◆ Отрывок текста:
____________

Но Данила стал просить показать ему каменный цветок. Отговаривала его Хозяйка Горы Медной, объясняла, что, хотя она никого не держит, но увидевший его к ней воротится. Однако мастер настаивал. И повела она его в свой каменный сад, где и листья, и цветы – все из камня. Привела она Данилу к кусту, где росли чудные колокольцы.

Попросил тогда мастер Хозяйку дать ему камень на изготовление таких колокольцев, однако женщина отказала ему, сказав, что поступила бы так, если бы сам Данила их придумал… Произнесла она это, и оказался мастер на прежнем месте – на Змеиной горке.

Затем пошел Данила к своей невесте на вечеринку, да не развеселился. Проводив Катю домой, он вернулся к Прокопьичу. А ночью, когда наставник спал, парень разбил свою дурман-чашу, плюнул в чашу господскую, да и ушел. Куда – неведомо. Одни говорили, что с ума сошел, другие – что пошел к Хозяйке Медной горы горным мастером работать.

____________

◆ Фрагмент файла данных:
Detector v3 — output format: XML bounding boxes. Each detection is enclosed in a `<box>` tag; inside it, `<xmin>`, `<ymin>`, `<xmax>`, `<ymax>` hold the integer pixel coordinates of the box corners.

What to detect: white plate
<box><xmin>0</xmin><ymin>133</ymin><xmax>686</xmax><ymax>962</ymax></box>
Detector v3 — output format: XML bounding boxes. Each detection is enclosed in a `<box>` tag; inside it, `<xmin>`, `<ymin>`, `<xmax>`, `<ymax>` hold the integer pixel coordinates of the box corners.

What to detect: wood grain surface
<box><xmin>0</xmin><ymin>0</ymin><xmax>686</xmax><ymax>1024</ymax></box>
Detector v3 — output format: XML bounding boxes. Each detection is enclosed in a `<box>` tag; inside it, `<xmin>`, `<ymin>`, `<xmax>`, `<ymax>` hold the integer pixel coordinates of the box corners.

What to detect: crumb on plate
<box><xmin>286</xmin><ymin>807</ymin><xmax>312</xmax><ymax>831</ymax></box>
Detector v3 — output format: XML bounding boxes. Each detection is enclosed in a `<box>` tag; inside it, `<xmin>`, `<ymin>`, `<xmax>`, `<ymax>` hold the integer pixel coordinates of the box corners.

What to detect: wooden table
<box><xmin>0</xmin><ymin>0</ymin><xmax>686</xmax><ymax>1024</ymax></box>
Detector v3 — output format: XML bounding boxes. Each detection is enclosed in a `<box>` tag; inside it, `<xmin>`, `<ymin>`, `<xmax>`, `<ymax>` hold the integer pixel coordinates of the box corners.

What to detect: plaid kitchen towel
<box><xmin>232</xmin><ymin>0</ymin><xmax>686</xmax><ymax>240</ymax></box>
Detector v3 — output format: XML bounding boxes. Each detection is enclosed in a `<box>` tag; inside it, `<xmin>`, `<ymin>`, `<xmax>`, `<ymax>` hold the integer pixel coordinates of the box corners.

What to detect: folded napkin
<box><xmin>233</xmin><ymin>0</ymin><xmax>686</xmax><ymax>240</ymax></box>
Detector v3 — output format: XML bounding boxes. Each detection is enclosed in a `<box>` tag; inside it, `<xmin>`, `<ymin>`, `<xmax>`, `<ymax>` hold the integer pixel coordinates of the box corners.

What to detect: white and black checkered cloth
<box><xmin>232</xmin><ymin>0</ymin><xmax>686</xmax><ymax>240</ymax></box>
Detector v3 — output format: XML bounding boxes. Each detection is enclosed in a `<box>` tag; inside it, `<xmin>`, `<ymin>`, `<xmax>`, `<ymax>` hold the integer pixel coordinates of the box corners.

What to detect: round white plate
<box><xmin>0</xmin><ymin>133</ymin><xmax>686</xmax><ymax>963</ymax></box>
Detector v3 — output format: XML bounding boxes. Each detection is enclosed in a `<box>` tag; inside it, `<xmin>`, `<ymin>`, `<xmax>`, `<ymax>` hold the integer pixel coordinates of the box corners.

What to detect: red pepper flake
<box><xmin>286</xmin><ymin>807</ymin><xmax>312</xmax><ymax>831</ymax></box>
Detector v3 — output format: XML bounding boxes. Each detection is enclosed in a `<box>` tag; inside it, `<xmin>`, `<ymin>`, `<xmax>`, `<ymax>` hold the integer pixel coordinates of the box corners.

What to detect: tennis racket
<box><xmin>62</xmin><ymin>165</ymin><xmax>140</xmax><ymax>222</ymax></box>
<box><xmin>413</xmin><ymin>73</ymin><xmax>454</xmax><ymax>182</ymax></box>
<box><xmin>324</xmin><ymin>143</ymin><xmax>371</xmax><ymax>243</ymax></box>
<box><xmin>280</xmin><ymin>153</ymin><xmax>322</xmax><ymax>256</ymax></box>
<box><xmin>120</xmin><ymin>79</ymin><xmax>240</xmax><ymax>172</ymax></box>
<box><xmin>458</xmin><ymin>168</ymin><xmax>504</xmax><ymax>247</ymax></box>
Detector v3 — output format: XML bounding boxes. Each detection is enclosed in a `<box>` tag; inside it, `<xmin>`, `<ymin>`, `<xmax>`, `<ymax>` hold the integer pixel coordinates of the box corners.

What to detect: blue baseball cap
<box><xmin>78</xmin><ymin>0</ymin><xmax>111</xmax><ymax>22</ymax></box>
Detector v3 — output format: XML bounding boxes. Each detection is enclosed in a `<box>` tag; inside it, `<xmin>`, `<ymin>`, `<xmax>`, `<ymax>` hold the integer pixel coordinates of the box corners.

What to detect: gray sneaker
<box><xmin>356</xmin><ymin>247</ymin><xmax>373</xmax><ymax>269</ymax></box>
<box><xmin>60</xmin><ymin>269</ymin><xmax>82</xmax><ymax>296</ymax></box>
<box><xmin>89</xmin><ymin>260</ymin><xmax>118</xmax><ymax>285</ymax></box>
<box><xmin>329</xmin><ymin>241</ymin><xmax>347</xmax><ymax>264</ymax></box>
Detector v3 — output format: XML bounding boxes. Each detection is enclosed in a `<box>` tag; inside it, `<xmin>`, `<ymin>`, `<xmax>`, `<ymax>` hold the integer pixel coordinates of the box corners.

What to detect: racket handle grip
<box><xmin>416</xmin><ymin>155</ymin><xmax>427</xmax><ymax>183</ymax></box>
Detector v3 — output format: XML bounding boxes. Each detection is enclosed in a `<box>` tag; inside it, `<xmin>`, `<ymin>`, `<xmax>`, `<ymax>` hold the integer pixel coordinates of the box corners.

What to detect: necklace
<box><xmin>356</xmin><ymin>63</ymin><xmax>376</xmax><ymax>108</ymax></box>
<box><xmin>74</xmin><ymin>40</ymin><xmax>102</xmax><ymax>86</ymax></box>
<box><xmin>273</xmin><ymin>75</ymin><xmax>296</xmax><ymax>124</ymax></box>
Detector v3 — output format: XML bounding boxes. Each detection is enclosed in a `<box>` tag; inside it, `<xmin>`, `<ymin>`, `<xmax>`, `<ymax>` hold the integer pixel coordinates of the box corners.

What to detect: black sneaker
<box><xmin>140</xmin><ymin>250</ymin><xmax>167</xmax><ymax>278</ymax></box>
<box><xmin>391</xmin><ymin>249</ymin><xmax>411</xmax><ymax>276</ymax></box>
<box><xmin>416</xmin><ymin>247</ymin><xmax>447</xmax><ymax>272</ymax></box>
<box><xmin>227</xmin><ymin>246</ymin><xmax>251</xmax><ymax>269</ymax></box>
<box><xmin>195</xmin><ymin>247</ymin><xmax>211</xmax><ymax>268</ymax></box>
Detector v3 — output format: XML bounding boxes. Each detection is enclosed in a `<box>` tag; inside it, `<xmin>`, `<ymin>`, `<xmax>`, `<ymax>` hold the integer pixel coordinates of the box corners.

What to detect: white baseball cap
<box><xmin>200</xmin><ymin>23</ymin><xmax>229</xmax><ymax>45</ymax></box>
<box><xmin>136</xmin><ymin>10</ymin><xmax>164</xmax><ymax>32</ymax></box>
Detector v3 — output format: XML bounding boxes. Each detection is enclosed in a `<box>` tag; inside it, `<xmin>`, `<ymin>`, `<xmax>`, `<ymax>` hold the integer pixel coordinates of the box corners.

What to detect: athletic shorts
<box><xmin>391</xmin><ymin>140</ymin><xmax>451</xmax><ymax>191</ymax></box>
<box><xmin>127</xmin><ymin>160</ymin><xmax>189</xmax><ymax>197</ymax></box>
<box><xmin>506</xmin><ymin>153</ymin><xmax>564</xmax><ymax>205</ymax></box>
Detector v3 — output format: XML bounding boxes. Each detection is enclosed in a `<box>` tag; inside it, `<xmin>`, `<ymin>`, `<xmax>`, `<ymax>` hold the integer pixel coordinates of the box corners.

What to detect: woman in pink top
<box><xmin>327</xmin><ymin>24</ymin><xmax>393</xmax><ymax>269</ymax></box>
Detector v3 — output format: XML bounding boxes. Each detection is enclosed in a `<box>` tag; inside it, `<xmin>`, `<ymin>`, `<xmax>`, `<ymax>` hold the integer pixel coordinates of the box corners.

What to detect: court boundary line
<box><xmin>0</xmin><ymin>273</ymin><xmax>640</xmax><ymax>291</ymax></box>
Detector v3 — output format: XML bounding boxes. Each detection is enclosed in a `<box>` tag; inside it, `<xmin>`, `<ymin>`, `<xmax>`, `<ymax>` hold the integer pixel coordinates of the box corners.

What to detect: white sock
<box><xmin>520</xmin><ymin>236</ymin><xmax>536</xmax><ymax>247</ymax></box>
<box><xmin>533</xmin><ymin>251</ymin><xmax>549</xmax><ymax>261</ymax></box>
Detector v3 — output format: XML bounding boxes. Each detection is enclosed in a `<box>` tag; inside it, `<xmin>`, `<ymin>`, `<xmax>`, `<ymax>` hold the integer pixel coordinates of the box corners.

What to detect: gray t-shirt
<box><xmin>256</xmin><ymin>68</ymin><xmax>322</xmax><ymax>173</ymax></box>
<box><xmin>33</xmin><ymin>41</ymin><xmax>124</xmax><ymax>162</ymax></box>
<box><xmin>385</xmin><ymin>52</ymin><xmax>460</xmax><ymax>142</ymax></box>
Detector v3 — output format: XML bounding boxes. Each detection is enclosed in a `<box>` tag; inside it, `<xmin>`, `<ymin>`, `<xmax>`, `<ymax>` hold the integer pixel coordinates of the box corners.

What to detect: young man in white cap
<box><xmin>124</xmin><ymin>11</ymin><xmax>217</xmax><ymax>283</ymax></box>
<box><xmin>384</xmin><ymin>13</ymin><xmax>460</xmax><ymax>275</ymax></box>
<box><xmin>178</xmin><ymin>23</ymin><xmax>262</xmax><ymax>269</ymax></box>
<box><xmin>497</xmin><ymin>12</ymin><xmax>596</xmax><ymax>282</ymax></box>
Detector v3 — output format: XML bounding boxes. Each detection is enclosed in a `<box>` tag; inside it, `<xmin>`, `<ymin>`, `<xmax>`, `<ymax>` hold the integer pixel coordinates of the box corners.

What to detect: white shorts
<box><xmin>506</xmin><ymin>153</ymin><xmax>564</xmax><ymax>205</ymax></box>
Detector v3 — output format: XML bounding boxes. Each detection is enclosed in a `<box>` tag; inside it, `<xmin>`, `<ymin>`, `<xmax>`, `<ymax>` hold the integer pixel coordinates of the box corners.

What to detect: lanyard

____________

◆ Цель задания:
Ответьте по отрывку о мастере Даниле:
1. Что росло на кусте, к которому Хозяйка привела Данилу?
2. Где оказался Данила после отказа Хозяйки дать ему камень?
3. Что Данила сделал ночью со своей дурман-чашей?
Отвечайте только по отрывку, ничего не добавляя от себя.

◆ Решение:
1. Чудные колокольцы.
2. На прежнем месте, на Змеиной горке.
3. Разбил её.